SharePoint Online Search Isn’t Displaying What I Expect – Part 1 – Trimmed Duplicates

This entry is part 1 of 1 in the series SharePoint Online Search Isn't Displaying What I Expect

For years, I’ve been skeptical about search indexing in SharePoint, especially in SharePoint Online in Office 365. The fact that we can’t know when a search crawl has run – thus updating the indices – is a huge part of the problem. In the early days, before Content Search Web Parts (CSWPs) were available in SharePoint Online, we routinely saw delays between content creation and that content showing up in search results of days or even weeks. Later the CSWP was enabled on SharePoint Online, and it is a fantastically powerful tool, far better than the Content Query Web Part (CQWP) which it nominally replaced.

But the value of any search-driven mechanisms in SharePoint is directly tied to the recency and frequency of updates to the search index. While the CQWP is quite inefficient – since it actually goes out to look for content at the source every time it runs (though there may be some caching) – the CSWP uses the search index and can thus return results using fewer server resources in some cases. (One downside is that you can only retrieve up to 50 results with the CSWP.) Since we don’t know when the search crawls run in SharePoint Online, and we often seem to not see the results we expect, we tend to blame to indexing for the problem.

There are many things that can contribute to the indexing issues. Load on the indexing servers can mean that your tenant isn’t crawled as frequently as you might want – taking hours or in the worst cases days to display items you know should be there. Unfortunately, there is no way to know if the index is the issue. Based on what I’ve heard, there are usually multiple indexing servers per tenant, and those indices can supposedly get out of sync. Search is also a very complex beast: probably way too complicated for most use cases, as it is based on the old FAST search platform. Most people simply want to be able to see content they add to a SharePoint list or library right away if they search for it. Period. So simple, yet often not what happens.

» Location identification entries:
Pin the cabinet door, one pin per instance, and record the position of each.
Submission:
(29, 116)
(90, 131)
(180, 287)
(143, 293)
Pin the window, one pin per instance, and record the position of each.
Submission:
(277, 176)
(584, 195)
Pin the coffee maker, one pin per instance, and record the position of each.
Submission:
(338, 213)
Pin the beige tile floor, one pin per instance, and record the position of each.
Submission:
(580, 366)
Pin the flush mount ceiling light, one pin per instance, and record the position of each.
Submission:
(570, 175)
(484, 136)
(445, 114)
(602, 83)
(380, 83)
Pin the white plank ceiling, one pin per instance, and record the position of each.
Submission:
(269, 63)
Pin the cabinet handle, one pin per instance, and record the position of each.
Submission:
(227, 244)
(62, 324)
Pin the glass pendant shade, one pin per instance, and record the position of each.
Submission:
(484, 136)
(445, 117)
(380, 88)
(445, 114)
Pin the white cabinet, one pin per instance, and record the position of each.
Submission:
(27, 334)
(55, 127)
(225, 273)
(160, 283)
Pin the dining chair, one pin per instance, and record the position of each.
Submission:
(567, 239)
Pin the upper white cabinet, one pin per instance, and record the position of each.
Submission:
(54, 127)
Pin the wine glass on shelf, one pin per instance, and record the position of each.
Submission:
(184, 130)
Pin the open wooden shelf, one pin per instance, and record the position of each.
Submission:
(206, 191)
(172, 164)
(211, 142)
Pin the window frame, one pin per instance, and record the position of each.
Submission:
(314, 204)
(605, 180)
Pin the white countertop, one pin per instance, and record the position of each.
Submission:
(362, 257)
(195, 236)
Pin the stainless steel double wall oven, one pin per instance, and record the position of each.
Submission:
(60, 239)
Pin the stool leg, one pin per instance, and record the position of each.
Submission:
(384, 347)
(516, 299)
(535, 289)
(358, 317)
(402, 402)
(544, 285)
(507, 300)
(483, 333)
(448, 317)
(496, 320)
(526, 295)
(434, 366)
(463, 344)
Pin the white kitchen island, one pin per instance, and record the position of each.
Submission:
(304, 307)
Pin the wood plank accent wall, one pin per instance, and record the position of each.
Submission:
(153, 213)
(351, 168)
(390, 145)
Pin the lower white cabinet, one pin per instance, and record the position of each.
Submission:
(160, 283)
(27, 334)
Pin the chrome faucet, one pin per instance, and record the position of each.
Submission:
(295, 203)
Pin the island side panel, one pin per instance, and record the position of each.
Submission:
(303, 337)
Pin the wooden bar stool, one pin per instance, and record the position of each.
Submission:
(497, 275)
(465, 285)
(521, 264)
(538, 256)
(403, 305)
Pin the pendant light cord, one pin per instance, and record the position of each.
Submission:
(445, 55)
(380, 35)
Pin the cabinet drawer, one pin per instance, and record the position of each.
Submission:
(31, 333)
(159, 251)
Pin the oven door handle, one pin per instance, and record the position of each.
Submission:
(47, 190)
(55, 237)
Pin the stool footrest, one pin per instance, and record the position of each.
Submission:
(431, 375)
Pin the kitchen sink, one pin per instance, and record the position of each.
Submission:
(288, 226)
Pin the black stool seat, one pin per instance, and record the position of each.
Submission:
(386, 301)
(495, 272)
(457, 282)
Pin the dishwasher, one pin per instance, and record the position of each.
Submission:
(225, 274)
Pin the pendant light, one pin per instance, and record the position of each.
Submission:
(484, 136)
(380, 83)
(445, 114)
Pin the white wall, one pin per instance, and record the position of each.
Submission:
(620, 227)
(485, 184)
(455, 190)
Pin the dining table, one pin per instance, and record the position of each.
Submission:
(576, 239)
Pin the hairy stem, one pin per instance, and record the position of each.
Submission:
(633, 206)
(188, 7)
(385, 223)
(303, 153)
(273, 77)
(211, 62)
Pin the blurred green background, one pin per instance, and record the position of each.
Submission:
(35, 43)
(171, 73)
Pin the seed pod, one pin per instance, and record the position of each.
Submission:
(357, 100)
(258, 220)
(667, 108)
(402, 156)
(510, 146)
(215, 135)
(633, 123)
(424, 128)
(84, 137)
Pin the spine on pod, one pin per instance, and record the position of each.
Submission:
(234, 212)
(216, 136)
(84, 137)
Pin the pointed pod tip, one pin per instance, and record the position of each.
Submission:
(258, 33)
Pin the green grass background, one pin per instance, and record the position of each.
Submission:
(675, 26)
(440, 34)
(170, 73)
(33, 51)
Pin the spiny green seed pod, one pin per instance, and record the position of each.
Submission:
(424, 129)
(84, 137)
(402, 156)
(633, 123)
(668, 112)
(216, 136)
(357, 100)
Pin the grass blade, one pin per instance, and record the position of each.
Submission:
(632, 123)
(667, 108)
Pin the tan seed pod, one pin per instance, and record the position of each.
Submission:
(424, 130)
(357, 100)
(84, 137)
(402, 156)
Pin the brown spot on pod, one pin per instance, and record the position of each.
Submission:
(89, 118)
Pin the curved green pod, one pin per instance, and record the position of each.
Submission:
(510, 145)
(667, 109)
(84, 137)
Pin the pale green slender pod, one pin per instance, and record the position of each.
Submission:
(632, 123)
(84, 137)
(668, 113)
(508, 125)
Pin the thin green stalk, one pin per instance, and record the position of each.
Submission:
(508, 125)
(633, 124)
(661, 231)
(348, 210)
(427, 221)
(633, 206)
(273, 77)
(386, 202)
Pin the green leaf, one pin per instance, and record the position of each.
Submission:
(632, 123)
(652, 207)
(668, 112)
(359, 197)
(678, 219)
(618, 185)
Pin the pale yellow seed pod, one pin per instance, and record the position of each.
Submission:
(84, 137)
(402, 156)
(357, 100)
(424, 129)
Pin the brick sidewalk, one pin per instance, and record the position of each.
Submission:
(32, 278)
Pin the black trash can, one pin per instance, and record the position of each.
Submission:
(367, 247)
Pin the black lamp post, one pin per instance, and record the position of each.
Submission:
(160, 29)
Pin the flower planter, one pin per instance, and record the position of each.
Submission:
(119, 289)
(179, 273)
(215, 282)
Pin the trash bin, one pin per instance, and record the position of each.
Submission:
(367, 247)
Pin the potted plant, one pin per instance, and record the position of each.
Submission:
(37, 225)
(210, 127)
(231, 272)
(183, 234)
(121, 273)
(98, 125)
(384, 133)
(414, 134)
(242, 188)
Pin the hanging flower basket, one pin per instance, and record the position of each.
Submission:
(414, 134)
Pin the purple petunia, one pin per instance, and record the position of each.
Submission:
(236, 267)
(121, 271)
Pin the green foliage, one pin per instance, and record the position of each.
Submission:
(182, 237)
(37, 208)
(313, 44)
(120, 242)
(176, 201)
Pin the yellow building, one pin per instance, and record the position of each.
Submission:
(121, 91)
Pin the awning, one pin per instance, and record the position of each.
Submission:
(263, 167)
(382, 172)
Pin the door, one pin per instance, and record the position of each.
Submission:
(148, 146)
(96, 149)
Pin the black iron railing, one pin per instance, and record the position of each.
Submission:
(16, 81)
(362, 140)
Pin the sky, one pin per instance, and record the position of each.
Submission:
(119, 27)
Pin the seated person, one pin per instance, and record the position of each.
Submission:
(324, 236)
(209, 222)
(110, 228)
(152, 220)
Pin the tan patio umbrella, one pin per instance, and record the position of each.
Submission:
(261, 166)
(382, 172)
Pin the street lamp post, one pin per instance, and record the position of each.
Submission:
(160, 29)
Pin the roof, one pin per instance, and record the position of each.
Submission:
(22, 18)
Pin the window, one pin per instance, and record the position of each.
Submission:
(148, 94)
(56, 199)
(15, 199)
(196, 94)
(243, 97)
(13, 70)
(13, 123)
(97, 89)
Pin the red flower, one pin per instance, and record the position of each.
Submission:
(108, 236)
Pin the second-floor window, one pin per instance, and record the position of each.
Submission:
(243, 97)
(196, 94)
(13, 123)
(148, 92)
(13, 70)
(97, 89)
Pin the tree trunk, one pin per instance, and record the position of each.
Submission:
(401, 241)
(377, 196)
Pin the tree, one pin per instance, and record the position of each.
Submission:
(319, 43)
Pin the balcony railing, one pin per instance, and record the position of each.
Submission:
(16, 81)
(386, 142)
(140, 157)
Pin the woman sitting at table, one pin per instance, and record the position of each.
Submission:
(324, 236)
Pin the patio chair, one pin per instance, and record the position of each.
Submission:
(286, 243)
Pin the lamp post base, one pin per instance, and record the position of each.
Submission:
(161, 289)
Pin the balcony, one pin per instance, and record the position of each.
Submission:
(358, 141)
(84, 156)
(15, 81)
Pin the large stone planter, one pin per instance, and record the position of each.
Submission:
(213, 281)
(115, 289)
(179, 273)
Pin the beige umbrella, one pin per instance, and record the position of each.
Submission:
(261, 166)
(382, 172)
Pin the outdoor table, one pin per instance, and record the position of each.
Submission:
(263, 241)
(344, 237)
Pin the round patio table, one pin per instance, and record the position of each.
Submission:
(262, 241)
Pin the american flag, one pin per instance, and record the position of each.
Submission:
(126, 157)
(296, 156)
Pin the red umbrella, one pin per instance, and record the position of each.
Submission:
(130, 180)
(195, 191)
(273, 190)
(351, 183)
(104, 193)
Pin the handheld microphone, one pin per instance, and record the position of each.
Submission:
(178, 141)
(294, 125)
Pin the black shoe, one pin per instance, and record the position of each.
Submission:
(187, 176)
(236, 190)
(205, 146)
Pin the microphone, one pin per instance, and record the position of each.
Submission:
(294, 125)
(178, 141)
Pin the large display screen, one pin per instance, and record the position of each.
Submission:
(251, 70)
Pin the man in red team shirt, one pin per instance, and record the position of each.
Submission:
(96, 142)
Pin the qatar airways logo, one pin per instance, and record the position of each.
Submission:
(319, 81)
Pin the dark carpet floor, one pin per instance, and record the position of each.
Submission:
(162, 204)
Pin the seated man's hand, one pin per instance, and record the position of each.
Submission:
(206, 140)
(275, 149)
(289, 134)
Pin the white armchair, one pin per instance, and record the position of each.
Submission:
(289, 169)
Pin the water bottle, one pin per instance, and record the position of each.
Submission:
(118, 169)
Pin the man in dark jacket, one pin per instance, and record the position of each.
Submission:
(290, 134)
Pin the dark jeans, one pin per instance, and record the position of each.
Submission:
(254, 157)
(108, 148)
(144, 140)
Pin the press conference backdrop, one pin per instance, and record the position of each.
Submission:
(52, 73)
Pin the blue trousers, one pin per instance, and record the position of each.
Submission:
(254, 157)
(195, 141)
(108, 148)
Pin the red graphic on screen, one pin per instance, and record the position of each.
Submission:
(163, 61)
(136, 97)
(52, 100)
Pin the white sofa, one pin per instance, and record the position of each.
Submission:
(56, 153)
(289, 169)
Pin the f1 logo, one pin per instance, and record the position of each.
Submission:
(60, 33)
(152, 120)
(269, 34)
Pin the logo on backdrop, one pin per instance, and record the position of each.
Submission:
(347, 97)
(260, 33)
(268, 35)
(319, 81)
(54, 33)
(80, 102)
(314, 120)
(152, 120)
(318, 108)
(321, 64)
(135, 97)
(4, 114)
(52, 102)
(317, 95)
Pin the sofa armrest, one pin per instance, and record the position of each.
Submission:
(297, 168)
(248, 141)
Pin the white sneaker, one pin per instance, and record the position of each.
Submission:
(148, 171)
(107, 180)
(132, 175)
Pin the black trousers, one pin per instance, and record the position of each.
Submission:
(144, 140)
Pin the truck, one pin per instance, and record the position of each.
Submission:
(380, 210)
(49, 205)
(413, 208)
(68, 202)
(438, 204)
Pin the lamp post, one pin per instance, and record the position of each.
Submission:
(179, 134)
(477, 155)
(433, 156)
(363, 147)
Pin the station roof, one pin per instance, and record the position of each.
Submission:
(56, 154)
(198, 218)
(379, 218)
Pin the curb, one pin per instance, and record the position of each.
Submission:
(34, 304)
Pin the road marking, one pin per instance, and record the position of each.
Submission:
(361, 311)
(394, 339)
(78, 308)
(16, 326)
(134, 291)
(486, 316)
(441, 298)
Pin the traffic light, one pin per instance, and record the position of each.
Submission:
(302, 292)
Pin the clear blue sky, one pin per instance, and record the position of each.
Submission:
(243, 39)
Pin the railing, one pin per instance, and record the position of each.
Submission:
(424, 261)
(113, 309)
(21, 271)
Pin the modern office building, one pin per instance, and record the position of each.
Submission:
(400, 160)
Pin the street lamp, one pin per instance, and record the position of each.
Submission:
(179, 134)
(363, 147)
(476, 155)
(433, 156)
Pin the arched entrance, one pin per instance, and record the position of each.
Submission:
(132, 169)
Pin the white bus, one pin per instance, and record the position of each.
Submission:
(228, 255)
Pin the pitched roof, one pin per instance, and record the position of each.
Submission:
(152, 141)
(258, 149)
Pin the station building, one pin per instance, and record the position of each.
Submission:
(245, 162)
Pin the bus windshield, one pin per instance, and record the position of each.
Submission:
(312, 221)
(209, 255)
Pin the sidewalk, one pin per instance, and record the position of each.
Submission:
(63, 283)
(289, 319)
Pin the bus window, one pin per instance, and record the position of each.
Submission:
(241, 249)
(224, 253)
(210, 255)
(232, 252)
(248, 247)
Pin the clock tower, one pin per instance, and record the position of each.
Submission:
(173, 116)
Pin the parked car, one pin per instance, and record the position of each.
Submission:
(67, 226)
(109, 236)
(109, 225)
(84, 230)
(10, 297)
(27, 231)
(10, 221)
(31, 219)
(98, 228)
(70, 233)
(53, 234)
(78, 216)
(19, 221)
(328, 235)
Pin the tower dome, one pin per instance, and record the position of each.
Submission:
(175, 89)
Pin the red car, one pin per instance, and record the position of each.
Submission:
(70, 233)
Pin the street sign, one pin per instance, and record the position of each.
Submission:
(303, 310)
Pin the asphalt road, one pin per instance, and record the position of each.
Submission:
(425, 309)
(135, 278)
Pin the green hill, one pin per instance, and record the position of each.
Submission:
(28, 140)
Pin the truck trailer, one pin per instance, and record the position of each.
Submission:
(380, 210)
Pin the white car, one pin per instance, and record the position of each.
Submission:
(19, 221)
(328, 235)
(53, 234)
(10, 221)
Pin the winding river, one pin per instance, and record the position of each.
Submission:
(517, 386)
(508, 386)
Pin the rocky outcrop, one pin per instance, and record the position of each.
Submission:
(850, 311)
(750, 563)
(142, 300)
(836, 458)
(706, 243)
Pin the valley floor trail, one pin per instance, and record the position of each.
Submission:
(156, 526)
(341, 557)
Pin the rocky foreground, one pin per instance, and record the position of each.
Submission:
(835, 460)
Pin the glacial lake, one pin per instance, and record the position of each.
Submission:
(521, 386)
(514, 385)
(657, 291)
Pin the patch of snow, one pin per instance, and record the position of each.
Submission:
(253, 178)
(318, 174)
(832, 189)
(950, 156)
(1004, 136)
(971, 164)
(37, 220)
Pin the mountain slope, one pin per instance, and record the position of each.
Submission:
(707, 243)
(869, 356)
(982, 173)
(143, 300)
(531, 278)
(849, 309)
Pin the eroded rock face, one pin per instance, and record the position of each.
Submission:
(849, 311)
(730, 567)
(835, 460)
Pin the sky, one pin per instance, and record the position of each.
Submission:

» Short problem 1:
Answer these questions using the SharePoint search post:
(a) What is the maximum number of results the CSWP can retrieve?
(b) Which web part did the CSWP nominally replace?
(c) What old search platform is SharePoint search based on?
» Short problem 2: From the SharePoint search post, extract everything from "For years, I’ve" down to "it nominally replaced.", word for word.

» Worked solution 1:
(a) 50
(b) The Content Query Web Part (CQWP)
(c) The FAST search platform

» Worked solution 2:
For years, I’ve been skeptical about search indexing in SharePoint, especially in SharePoint Online in Office 365. The fact that we can’t know when a search crawl has run – thus updating the indices – is a huge part of the problem. In the early days, before Content Search Web Parts (CSWPs) were available in SharePoint Online, we routinely saw delays between content creation and that content showing up in search results of days or even weeks. Later the CSWP was enabled on SharePoint Online, and it is a fantastically powerful tool, far better than the Content Query Web Part (CQWP) which it nominally replaced.